############################################################
# INSTALLATION
# =====================
# please do the installation before the class

##############################
# Get data and software
#
# Data for the tutorial and specific software is provided at
#
# https://www.tbi.univie.ac.at/~will/AlgoSB19
#
# Get most data in one package: download e.g. by
#
wget https://www.tbi.univie.ac.at/~will/AlgoSB19/algosb19-comprna.tgz
#
# and extract
#
tar xzf algosb19-comprna.tgz
cd AlgoSB19-CompRna

##
# if you don't have conda installed already, install miniconda
# (Python 3 version) following instructions (Steps 1 & 2) here:
#
# https://bioconda.github.io/
#
# don't forget to set up the channels 
#

#
# if conda is not working, find instructions to install the most important applications from scratch 
# without using conda in INSTALL-WO-CONDA.txt
#


## We assume conda resides in $HOME/miniconda3; otherwise adapt the path
#
CONDA_HOME=$HOME/miniconda3

## create a new conda environment and activate it 
#
conda create -n comprna viennarna clustalw rscape rnaz infernal bedtools newick_utils
conda activate comprna

## install locarna-2.0.0RC7 in the conda environment
#
# NOTE: if locarna 2.0.0RC7 (and the newest Vienna package) was already
#       installed outside of conda, you may skip this step
#
# Get locarna-2.0.0RC7p0.tar.gz from
# https://www.tbi.univie.ac.at/~will/AlgoSB19/
# to download it from linux command line run 
wget https://www.tbi.univie.ac.at/~will/AlgoSB19/locarna-2.0.0RC7p0.tar.gz


tar xzf locarna-2.0.0RC7p0.tar.gz
cd locarna-2.0.0RC7p0
./configure --prefix=$CONDA_PREFIX
make -j4
make install

############################################################
# Analysis of RNA alignments
# ==========================

# As running example, let's use a set of tRNAs in Data/trnas.fa
# Data/trnas.aln contains a sequence-based alignment of the tRNAs, which
# was produced using clustalw: 
cd Data
clustalw Data/trnas.fa
cd ..

**EXCERPTED RECORDS**:
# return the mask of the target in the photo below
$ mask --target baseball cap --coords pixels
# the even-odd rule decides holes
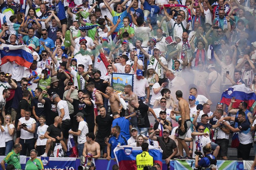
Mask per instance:
[[[203,109],[203,106],[202,104],[199,104],[196,106],[196,110],[201,110]]]
[[[163,131],[163,132],[166,132],[168,133],[170,133],[170,131],[167,129],[164,129]]]
[[[138,130],[137,130],[137,129],[136,129],[136,128],[135,128],[135,127],[133,127],[131,129],[131,130],[130,131],[130,132],[131,132],[131,131],[132,131],[133,130],[135,130],[136,131],[138,131]]]
[[[76,116],[81,116],[83,118],[84,117],[84,114],[83,114],[82,112],[78,112],[76,114],[75,116],[74,116],[74,117],[76,117]]]
[[[79,44],[80,44],[81,42],[83,41],[85,41],[86,42],[86,44],[87,43],[87,41],[86,41],[86,40],[85,39],[85,38],[84,37],[81,37],[79,39]]]
[[[191,95],[189,96],[189,99],[190,99],[192,100],[195,100],[195,96]]]
[[[138,76],[142,76],[143,75],[142,74],[142,70],[140,70],[139,69],[137,70],[137,71],[136,72],[136,74]]]
[[[253,42],[253,43],[252,43],[251,44],[253,47],[256,48],[256,41]]]
[[[54,95],[53,95],[53,100],[54,99],[57,97],[59,97],[60,96],[59,96],[59,95],[58,95],[58,94],[54,94]]]
[[[208,66],[208,69],[209,69],[210,68],[212,68],[212,67],[213,67],[214,68],[215,68],[215,66],[214,66],[212,64],[210,64],[210,65]]]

**EXERCISE 1**:
According to the RNA tutorial script, which program produced the sequence-based alignment of the tRNAs in Data/trnas.aln?
**EXERCISE 2**:
Continue the RNA tutorial script from its final line.
The records have no connection to the RNA tutorial script.

**RESULT 1**:
It was produced using clustalw.

**RESULT 2**:
#
# The sequences in MoreData can be analyzed in the same way as Data/trnas.fa
# and used for comparison.  What can you learn about those sequences?
# Are they RNAs of the same family; do they have stable structure?
# is their structure conserved?
#

##############################
# RNAalifold

RNAalifold --aln --color Data/trnas.aln

# have a look at the man page
#
man RNAalifold
#
# to understand the options and the output

#
# RNAalifold writes postscript files aln.pn and alirna.ps
# view with postscript viewer (in Linux, e.g. evince, okular, gv, ...)
#
# look at Doc/RNAalifold-legend.png (and into the man page) for the color code
#
eog Doc/RNAalifold-legend.png

# Usually, one gets better results from alifold by using ribosum scoring (option -r) 
#
RNAalifold --aln --color -r --cfactor 0.6 --nfactor 0.5 Data/trnas.aln 
#
# with the 'magic' parameters --cfactor 0.6 --nfactor 0.5 

#
# RNAalifold can compute partition functions and generate probability dot plots (option -p)
#
RNAalifold -p --color Data/trnas.aln
#
# have a look at alidot.ps (using evince, okular, ...)
#


#
# Compare the consensus structure to the structures predicted from single sequences
#
RNAfold < Data/trnas.aln
RNAalifold Data/trnas.aln
#
# and calculate the Structure conservation index (SCI)
#
# recall: SCI = MFE_alifold / MEAN_i(MFE_i) 
#
# btw, RNAalifold even has an option for this (check whether you get the same result)
#

#
# Finally, let's produce a stockholm file
#
RNAalifold --aln-stk=trnas Data/trnas.aln


############################################################
# R-scape
# =======
# http://eddylab.org/R-scape/
#
# Upload the stockholm file trnas.stk to the web server and run.
#
# Check out the additional information on significant covariation provided in the
# R2R structure plot and the covariation dot plot
#

############################################################
# RNAz
# ====
# https://www.tbi.univie.ac.at/software/RNAz/
#
RNAz Data/trnas.aln
#
#
# What information is provided in the output of RNAz?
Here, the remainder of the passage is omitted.